---------- Task input
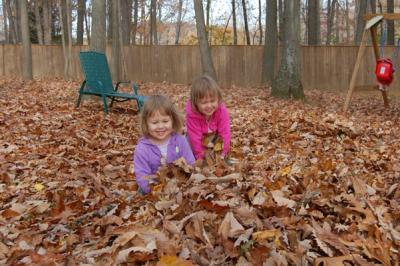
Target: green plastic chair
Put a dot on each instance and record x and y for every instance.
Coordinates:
(98, 81)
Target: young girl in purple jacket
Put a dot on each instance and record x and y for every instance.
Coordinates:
(206, 113)
(161, 143)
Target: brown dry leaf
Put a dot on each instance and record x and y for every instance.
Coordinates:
(173, 261)
(329, 238)
(281, 200)
(335, 261)
(230, 227)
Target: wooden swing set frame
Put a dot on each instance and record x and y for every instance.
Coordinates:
(373, 20)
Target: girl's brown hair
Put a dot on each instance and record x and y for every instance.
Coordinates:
(163, 105)
(204, 86)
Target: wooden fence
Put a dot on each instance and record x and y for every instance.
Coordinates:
(323, 67)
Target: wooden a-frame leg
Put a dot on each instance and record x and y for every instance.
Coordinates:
(360, 54)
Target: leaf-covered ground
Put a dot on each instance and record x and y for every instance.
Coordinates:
(311, 185)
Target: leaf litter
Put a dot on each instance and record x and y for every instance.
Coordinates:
(306, 184)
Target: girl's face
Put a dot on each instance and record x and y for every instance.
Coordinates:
(208, 105)
(160, 127)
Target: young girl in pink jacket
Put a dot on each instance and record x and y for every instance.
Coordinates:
(206, 113)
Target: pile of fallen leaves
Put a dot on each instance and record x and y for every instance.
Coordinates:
(309, 186)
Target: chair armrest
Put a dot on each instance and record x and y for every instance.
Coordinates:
(135, 88)
(121, 82)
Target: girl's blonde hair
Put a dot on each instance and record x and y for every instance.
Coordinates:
(204, 86)
(163, 105)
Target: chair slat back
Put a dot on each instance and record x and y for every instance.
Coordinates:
(96, 71)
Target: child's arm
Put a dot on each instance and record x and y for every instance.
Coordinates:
(224, 128)
(186, 151)
(195, 136)
(142, 169)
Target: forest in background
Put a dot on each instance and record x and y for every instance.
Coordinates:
(168, 22)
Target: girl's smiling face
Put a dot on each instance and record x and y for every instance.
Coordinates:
(208, 105)
(160, 127)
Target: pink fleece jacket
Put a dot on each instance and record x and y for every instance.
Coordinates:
(197, 127)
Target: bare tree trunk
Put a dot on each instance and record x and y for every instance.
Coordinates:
(246, 26)
(26, 55)
(38, 21)
(69, 35)
(87, 25)
(64, 20)
(288, 83)
(313, 22)
(126, 16)
(259, 22)
(6, 35)
(234, 22)
(47, 21)
(347, 21)
(205, 53)
(208, 7)
(153, 22)
(331, 16)
(79, 25)
(109, 19)
(372, 4)
(225, 29)
(135, 20)
(98, 40)
(337, 24)
(123, 69)
(362, 7)
(116, 51)
(66, 34)
(178, 22)
(18, 24)
(143, 23)
(13, 28)
(281, 21)
(391, 32)
(271, 42)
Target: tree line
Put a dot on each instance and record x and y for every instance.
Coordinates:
(132, 22)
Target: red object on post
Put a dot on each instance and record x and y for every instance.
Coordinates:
(384, 71)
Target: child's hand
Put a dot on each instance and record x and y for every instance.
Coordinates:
(199, 163)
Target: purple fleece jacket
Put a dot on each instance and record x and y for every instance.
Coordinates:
(147, 156)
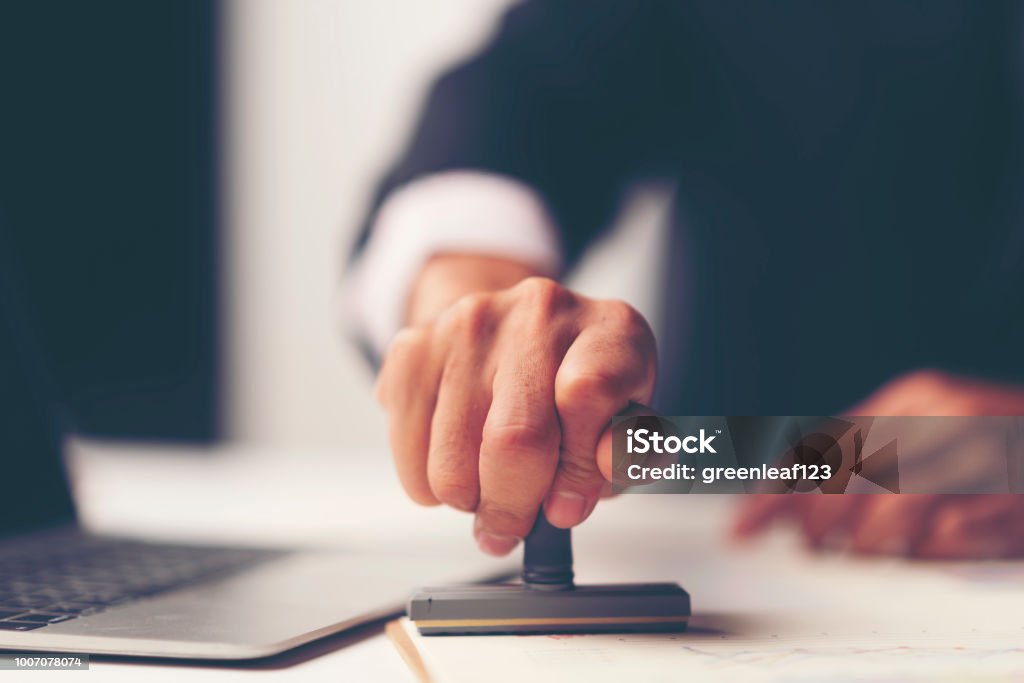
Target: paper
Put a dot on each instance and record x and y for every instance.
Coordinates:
(768, 613)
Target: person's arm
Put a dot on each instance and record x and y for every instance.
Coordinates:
(501, 386)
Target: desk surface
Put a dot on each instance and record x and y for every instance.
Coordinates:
(264, 497)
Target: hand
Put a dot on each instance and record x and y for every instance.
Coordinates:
(924, 526)
(498, 403)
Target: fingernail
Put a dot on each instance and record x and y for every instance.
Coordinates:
(565, 509)
(496, 544)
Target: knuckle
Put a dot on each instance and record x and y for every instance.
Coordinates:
(470, 317)
(455, 493)
(579, 472)
(518, 437)
(544, 295)
(420, 495)
(404, 344)
(501, 518)
(623, 315)
(577, 387)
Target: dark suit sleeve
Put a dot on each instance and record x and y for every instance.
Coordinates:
(568, 97)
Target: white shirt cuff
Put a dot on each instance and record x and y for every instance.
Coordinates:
(450, 212)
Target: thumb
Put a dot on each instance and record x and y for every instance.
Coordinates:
(605, 461)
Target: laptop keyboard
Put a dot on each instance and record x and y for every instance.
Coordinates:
(55, 578)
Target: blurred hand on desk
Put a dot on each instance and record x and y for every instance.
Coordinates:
(914, 525)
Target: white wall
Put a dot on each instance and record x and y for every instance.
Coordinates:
(321, 94)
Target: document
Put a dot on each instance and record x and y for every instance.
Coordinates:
(766, 613)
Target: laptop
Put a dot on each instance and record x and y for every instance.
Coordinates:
(66, 590)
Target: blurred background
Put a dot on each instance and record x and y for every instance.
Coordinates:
(181, 182)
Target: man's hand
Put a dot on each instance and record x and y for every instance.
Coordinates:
(926, 526)
(497, 401)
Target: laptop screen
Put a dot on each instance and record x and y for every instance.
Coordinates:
(35, 492)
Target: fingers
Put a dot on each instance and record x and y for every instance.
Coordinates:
(829, 521)
(760, 511)
(609, 365)
(973, 527)
(410, 412)
(455, 433)
(893, 524)
(521, 434)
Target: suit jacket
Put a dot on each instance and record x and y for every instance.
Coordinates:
(849, 178)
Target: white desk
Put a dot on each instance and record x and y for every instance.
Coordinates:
(353, 499)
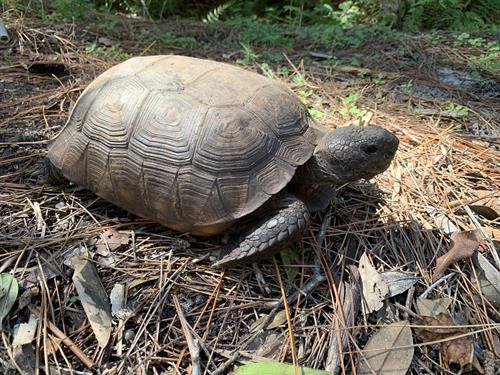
--------------------
From the first line through the line with "Target: girl's blonde hair", output those lines of the entries above exactly, and nothing else, with the pictures left out.

Target: green plastic chair
Put a dot on each instance and record x and y for every instance.
Coordinates:
(98, 81)
Target: young girl in purple jacket
Put a dot on each instance and record x and y for every instance.
Coordinates:
(206, 113)
(161, 143)
Target: brown dry leaf
Put a dot on each instance and record x and y for every instance.
Coordinates:
(173, 261)
(329, 238)
(281, 200)
(335, 261)
(230, 227)
Target: wooden swing set frame
Put a dot on each instance and record x and y for every instance.
Coordinates:
(373, 20)
Target: girl's brown hair
Put a dot on each instance and record x and y for every instance.
Coordinates:
(163, 105)
(204, 86)
Target: wooden fence
Put a dot on each instance and record x and y for every instance.
Coordinates:
(323, 67)
Target: wooden a-frame leg
Put a dot on each instance and record x and y for every instance.
Coordinates:
(360, 54)
Target: leaf-covered ground
Put a dot on each instance and record x and y for every instance.
Coordinates:
(311, 185)
Target: leaf litter
Put a dot on each instance and record x and y for every instance.
Coordinates:
(306, 184)
Target: girl's face
Put a dot on each instance and record x and y for every instance.
Coordinates:
(208, 105)
(160, 127)
Target: young girl in pink jacket
Put a dot on each instance and record x and y for every instance.
Coordinates:
(206, 113)
Target: pile of fallen leaves
Put a dot on each instance and record x and y for every instance.
Coordinates:
(309, 186)
Target: chair armrest
Put a dot on each instance and record x and y for every instance.
Coordinates:
(135, 88)
(121, 82)
Target: girl's blonde hair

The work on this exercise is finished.